Word for word, write out the entries that follow, omitting all pictures.

___

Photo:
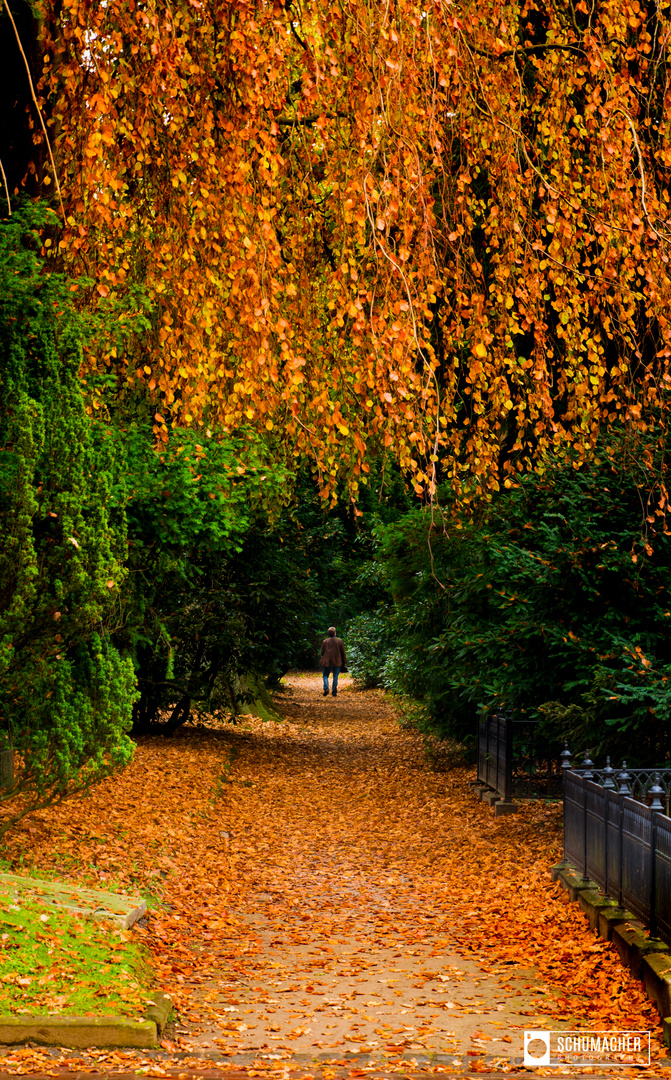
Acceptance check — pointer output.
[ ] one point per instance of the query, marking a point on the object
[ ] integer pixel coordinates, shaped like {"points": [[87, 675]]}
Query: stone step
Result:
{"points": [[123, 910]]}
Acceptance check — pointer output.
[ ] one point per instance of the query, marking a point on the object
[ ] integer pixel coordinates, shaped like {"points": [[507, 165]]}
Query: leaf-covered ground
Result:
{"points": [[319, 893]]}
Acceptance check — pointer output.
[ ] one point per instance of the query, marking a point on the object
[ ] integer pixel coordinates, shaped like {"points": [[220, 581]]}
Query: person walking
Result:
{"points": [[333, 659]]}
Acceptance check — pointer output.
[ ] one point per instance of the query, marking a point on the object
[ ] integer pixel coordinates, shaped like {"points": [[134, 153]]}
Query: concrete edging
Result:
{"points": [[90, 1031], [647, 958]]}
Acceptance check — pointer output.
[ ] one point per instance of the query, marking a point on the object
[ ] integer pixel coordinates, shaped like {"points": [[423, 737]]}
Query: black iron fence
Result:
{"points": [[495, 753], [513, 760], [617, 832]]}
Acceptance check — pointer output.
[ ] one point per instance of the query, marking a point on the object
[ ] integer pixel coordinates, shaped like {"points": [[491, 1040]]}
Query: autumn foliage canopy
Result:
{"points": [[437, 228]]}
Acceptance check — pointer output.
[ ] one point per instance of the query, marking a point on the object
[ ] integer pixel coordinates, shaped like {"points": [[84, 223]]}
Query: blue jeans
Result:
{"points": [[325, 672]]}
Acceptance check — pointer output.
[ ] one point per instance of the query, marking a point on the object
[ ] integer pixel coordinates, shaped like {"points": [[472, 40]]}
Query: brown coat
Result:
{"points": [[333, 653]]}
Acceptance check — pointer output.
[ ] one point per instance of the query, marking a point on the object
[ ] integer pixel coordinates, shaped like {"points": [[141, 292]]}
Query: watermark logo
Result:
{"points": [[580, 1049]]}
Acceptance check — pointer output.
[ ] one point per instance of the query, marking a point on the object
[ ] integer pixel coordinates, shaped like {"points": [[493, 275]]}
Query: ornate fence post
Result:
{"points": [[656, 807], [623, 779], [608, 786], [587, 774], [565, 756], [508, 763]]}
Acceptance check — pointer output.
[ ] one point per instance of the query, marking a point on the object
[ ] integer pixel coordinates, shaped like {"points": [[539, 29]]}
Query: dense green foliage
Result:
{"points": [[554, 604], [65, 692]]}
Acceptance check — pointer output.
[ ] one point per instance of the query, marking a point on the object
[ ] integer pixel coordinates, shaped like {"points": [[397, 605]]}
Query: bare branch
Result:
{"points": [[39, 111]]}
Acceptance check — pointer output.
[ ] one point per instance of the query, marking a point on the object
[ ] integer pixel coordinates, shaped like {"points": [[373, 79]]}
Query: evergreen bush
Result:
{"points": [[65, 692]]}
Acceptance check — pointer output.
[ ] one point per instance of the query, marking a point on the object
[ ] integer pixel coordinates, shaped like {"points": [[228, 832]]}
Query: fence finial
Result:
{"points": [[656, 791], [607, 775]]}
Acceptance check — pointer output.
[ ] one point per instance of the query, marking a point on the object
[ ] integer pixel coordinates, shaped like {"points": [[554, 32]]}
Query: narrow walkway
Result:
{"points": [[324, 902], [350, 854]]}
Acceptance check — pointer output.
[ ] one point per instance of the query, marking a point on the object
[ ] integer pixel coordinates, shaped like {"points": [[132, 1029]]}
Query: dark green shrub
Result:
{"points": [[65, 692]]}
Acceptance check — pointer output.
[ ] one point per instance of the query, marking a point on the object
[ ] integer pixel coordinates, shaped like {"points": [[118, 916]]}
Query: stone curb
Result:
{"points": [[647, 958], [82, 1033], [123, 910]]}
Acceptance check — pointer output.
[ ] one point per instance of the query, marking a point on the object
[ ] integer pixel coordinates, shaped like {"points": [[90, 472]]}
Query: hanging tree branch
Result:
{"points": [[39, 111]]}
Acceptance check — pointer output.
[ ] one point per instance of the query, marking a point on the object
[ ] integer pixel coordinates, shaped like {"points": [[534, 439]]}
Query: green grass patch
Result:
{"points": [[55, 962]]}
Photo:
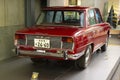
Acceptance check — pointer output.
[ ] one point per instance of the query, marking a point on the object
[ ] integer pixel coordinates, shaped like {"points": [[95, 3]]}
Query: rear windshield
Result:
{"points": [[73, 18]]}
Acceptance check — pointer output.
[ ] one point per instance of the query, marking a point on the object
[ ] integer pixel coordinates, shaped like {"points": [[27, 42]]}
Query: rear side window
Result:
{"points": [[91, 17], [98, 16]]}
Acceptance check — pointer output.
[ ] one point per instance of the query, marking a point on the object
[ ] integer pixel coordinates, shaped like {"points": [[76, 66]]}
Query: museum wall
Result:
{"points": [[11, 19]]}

___

# TASK RESPONSE
Photo:
Acceptance check — pointer output.
[ ] one point per instance of the query, marking a point on the object
[ ] integer pixel coordinates, shaped like {"points": [[87, 675]]}
Query: stone step
Result:
{"points": [[123, 910]]}
Acceptance check — pointer output.
[ ] one point per instance of the query, marking a point on the object
[ ] integer pixel coordinates, shaped like {"points": [[507, 165]]}
Query: leaf-covered ground
Result:
{"points": [[319, 893]]}
Acceptance check — pointer output.
[ ] one point per instance of the query, marking a point on the object
[ ] integer pixel coordinates, shaped like {"points": [[220, 581]]}
Query: person walking
Result:
{"points": [[333, 659]]}
Acceptance check — pointer output.
[ ] one point per instance of the query, marking a point on the object
[ ] integer pixel coordinates, shaped like {"points": [[134, 153]]}
Query: concrete edging
Result:
{"points": [[90, 1031], [647, 958]]}
Acceptance check — pointer output.
[ ] one point per instance of the query, marking a point on the object
[ ] integer pixel coordinates, shaped like {"points": [[423, 737]]}
Query: black iron fence
Result:
{"points": [[495, 753], [513, 760], [617, 832]]}
Acceptance check — pointer output.
[ ] one point per instance of the query, marking a point on the object
[ ] integer pixel coordinates, shaped like {"points": [[491, 1040]]}
Query: autumn foliage canopy
Result:
{"points": [[437, 228]]}
Acceptance check — pointer output.
[ ] one point per instance of the query, marking a point on the object
[ ] integer pixel coordinates, shaped like {"points": [[84, 223]]}
Query: blue jeans
Result:
{"points": [[325, 672]]}
Acceptance check — pointer output.
[ ] one point per instance of the query, marking a point on the object
[ ] integer pixel coordinates, shaped like {"points": [[472, 40]]}
Query: brown coat
Result:
{"points": [[333, 653]]}
Acceptance check — pointer output.
[ ] one point per instance of the query, marking a point on the object
[ ] integer pixel coordinates, shaped like {"points": [[141, 292]]}
Query: watermark logo
Result:
{"points": [[580, 1049]]}
Acceptance check — pointer output.
[ ] one point per instance of the query, marking a point on the object
[ ] integer pixel coordinates, shaped like {"points": [[493, 275]]}
Query: ornate fence post
Result:
{"points": [[656, 807], [623, 779], [608, 786], [587, 774], [565, 756], [508, 763]]}
Acceptance check — pointer output.
[ ] one point per instance of the query, marking a point on the object
[ ] integer pixel coordinates, shaped like {"points": [[539, 29]]}
Query: dense green foliage
Result:
{"points": [[554, 604], [65, 692]]}
Acceptance check — pointer output.
[ ] one point per instance of the query, marking a point on the object
[ ] integer pixel coordinates, shaped like {"points": [[397, 605]]}
Query: bare branch
Result:
{"points": [[39, 111]]}
Acceptance check — pointer output.
[ ] one point per instance of the query, marking a point on the object
[ ] integer pixel coordinates, shaped like {"points": [[373, 79]]}
Query: evergreen bush
Result:
{"points": [[65, 692]]}
Acceptance check — pointer output.
[ ] one point per instance of the query, marking a point on the object
[ ] integer pixel coordinates, shaped like {"points": [[228, 832]]}
Query: fence finial
Result:
{"points": [[656, 791], [607, 775]]}
Acceptance check — pointer output.
[ ] one point per instance of the query, marking a point on the object
[ ] integer pixel coordinates, shaped like {"points": [[554, 32]]}
Query: narrow walkway
Result:
{"points": [[324, 902], [350, 854]]}
Acceptance check — pointer output.
[ ] one point per instance of the query, marking a point on the object
[ ] integer pixel coordinates, shaped like {"points": [[132, 1029]]}
Query: dark green shrub
Result:
{"points": [[65, 692]]}
Acceptance check — pointer output.
[ ] one point per instance of the query, marking a point on the object
[ ] integer pixel coordinates, shaped like {"points": [[118, 916]]}
Query: stone curb
Result:
{"points": [[647, 958], [82, 1033], [123, 910]]}
Acceptance check — pointer output.
[ ] one point per instance of the query, marking a point on the object
[ ] integer pixel coordinates, shaped like {"points": [[90, 472]]}
Query: hanging tree branch
Result:
{"points": [[39, 111]]}
Acceptance check — pointer output.
[ ] one point per instance of the query, marking a point on the object
[ ] integer pixel coordinates, shaped like {"points": [[534, 439]]}
Query: green grass patch
Result:
{"points": [[55, 962]]}
Photo:
Acceptance check — pointer output.
[ ] one point per instance of the query, marking a point on the object
[ ] integer pixel coordinates, shaped like {"points": [[95, 3]]}
Query: rear windshield
Result:
{"points": [[73, 18]]}
Acceptance check — pointer output.
[ ] one point per instance of the query, marking a point on the object
[ ] integer pixel coordinates, shaped like {"points": [[27, 42]]}
Query: rear side window
Result:
{"points": [[91, 17], [98, 16]]}
Acceptance check — pointer output.
[ ] one point per instance of the query, marking a point on the object
[ ] integer pixel coordinates, shaped like {"points": [[76, 66]]}
Query: museum wall
Result:
{"points": [[11, 19]]}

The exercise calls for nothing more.